Steve's Blog

Creating Layers CMS

November 05, 2012

Building an(other) ASP.Net C# CMS

A little while ago, I was asked to build a website for a family member who only needed a basic Content Management System for the time being, but had ambitious plans for 6 months - 1 year down the line. Not having a lot of time on my hands, I wanted to find an open source ASP.Net C# CMS that was simple, succint, well built, employed the latest tech (MVC4, ASP.Net 4.5, Razor), and wasn’t overkill or so complicated that building on top of it would be difficult and involve a steep learning curve.

Wait, are you sure we really need another CMS?

Well, I looked into a range of ASP.Net open source CMSs and found a lot of them were overkill or used some slightly older tech (Umbraco, DotNetNuke, n2cms), and some were well built but were more complicated than I needed (Orchard CMS) so extending them would involve a fair deal of learning and investigating the source code to understand what was going on. There would also be a lot of “bloat” for my intended use (more features and therefore code involved than was necessary).

I looked at Meek CMS and enjoyed the simplicity and the fact it used an open source database (MongoDB), but the project wasn’t quite mature enough and the UI wasn’t as good as I wanted it to be.

I really like .NET, so I wasn’t going to look at any CMSs built in other languages such as PHP.

I give to thee, Layers CMS

So although I lacked the time to build a CMS by myself, I felt that I’d found a little niche worth exploiting for an open source project. Surely I’m not the only one who wants a simple CMS that would be easy to extend? I couldn’t find any CMS out there worth using or extending that would enable anybody with decent ASP.Net MVC (C#) skills to pick up and build on top of, without too much of a learning curve or having to spend large amounts of time understanding key concepts behind the system and the way it has been built.

Written task A:
Answer these questions about the Layers CMS post:
(i) Which database did Meek CMS use?
(ii) Which CMS is described as well built but more complicated than needed?
(iii) What language is named as an example of those the author would not consider?

Data records
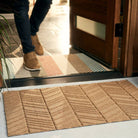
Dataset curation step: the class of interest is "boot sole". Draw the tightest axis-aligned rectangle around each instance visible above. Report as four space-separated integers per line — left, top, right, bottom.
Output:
24 65 41 72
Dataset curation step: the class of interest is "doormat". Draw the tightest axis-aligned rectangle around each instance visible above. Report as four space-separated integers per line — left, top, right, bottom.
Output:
3 80 138 136
2 53 112 79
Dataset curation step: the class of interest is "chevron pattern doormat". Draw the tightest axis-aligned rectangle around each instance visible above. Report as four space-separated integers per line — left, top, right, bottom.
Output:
3 80 138 136
2 53 112 79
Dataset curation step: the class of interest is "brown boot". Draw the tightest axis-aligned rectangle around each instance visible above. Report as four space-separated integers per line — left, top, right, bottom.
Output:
24 51 41 71
31 35 44 55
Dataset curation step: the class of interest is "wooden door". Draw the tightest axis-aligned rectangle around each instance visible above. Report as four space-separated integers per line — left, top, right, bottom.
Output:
120 0 138 77
70 0 121 68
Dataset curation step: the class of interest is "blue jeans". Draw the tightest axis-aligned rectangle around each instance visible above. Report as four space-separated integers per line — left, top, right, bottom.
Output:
13 0 52 54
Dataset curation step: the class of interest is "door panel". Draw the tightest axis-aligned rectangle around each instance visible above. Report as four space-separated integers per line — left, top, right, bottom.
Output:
70 0 121 68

Written task B: Collect every line in the rows above that contains the string "doormat". Case counts.

Expected output A:
(i) MongoDB
(ii) Orchard CMS
(iii) PHP

Expected output B:
Dataset curation step: the class of interest is "doormat". Draw the tightest axis-aligned rectangle around each instance visible above. Report as four space-separated integers per line — left, top, right, bottom.
Dataset curation step: the class of interest is "chevron pattern doormat". Draw the tightest axis-aligned rectangle around each instance visible above. Report as four space-separated integers per line — left, top, right, bottom.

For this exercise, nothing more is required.